[TASK GOAL]
Can you copy every item below word for word, leaving out the pictures?

[RECORDS PROVIDED]
○ ○ ○ ○ ○
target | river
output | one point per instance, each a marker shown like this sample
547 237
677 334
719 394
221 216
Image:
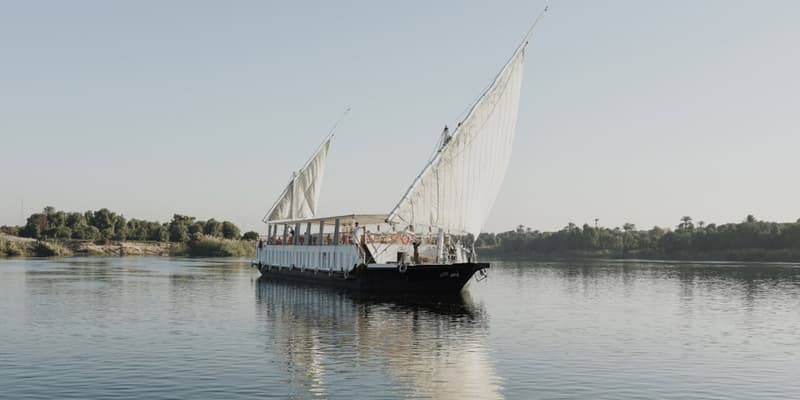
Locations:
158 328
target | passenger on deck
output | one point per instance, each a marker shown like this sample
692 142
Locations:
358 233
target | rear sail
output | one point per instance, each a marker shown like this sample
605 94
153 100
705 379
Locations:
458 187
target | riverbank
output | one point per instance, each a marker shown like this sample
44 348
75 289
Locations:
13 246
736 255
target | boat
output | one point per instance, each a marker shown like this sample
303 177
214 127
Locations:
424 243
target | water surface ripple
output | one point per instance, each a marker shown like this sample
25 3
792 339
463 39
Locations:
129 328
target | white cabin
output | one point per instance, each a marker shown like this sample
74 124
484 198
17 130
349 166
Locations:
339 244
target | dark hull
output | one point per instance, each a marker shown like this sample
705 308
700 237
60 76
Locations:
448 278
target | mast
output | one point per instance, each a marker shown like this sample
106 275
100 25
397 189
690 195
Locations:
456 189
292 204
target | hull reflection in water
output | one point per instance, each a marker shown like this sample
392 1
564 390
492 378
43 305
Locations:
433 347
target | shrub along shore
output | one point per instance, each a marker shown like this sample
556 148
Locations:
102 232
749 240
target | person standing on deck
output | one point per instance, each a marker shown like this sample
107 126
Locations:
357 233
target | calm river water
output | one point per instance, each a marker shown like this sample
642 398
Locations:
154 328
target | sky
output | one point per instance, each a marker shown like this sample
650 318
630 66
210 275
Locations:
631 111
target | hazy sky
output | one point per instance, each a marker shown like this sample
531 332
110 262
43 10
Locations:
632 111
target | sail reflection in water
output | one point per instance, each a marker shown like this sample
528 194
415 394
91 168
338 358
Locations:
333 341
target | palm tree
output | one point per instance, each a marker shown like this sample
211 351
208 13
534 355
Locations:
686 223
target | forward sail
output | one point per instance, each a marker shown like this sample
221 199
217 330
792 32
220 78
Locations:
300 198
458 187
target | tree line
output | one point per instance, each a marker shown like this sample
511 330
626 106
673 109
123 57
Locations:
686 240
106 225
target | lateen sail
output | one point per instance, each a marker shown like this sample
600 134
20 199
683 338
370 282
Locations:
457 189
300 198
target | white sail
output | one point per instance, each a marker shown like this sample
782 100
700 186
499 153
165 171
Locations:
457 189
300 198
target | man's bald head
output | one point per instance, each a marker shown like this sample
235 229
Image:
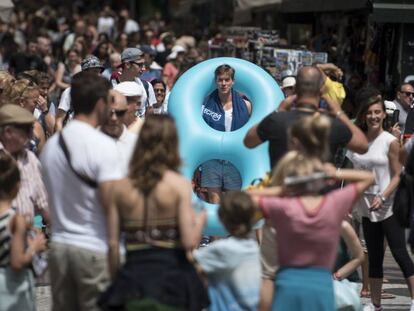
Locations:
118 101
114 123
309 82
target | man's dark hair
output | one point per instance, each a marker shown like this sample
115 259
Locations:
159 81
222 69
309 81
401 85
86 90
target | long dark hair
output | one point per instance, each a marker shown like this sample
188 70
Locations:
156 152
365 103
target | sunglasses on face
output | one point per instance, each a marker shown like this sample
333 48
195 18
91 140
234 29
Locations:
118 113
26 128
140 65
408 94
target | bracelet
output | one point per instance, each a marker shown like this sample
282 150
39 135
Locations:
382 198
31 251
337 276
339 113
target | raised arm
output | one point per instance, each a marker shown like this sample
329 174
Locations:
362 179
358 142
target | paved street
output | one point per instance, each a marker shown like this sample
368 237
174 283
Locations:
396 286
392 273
○ ○ ○ ○ ○
[OUTPUT OF THE TASK]
target | river
output | one point per instance, each a marker shown like this sample
547 237
677 334
719 394
221 216
Image:
Locations:
158 328
target | passenger on deck
output | one point per instance, each a marker shown like this sample
692 142
Locations:
358 233
target | rear sail
output | one point per instance, each a marker shown like this sample
605 94
153 100
705 379
Locations:
458 187
target | riverbank
output | one point per instance, each a marker shown like this sample
44 348
75 289
Locations:
13 246
736 255
target | boat
output | one point per instance, each a marker shown like this sample
303 177
214 127
Locations:
424 243
target | water surface ripple
output | one point per instance, each a marker shown like this sample
25 3
792 339
463 39
Locations:
129 328
target | white cabin
output | one point per instance, each a marker shown like this sample
74 124
484 198
17 130
349 166
Locations:
339 244
target | dark hull
output | one point per instance, each a marker shown like this sample
705 308
700 237
60 76
Locations:
448 278
target | mast
output | one point per instance, each a marker shown like this sample
106 275
100 25
397 189
690 195
Locations:
456 189
292 204
target | hull reflection in water
output | one point per instance, each a marker shown like this sample
392 1
564 390
492 378
43 305
Locations:
433 347
target | shrub along shore
output | one point per instance, each a marker shown like this sample
556 148
Locations:
102 232
749 240
target | person standing on deck
output | one point per instance, each a marker shown like this sample
107 126
Locations:
357 233
target | calm river water
output | one point per instance, each a marker shown like this sample
642 398
Locations:
154 328
target | sky
output | one point per instance, each a marker shown like this sample
650 318
630 66
210 275
Locations:
631 111
target | hazy sky
output | one point per instance, each a marker shown like this sample
531 332
110 262
43 10
Locations:
632 111
target | sail reflection in water
output | one point per instance, each a marker shown like this sample
528 194
415 394
91 168
338 358
Locations:
333 341
target | palm tree
output | one point per instance, each a marker shown like this sample
211 351
208 13
534 355
Locations:
686 223
target | forward sail
output | one point per instance, each a marker shown like this sample
221 199
217 330
792 32
220 78
Locations:
300 198
458 187
target | tree line
output | one point per instance, each a marker shown like this sample
511 330
626 106
673 109
123 57
Locations:
686 240
106 225
target | lateen sail
output | one point per instance, each a marker shown like this sample
600 134
20 199
683 338
370 282
Locations:
457 189
300 198
target | white sail
output | one point per instance, each a marker shown like this sample
782 100
700 186
499 153
165 171
Locations:
457 189
300 198
target | man's bald head
output | one point per instance, each a marker shown like this sample
235 229
Image:
Locations:
118 101
114 123
309 82
target | man's dark hair
output | one point per instance, each a marker shown like this sample
115 259
Locations:
159 81
222 69
309 81
401 85
86 90
target | long dark hair
output | one point per instance, each a marker shown like this sample
188 70
Locations:
156 152
365 103
target | sunglasses on face
output | one point per instance, each a marker shown like this sample
333 48
195 18
91 140
234 29
Locations:
118 113
26 128
140 65
408 94
target | bracelet
output | one point per instance, each a marker shown like this sample
282 150
39 135
Locations:
382 198
31 251
337 276
339 113
target | raised arm
output | one point per instance, each a marker shown like this sample
329 174
Locations:
362 179
358 142
target | paved street
output | one point per instance, each a marker shown like this sample
368 237
174 283
Locations:
396 286
392 273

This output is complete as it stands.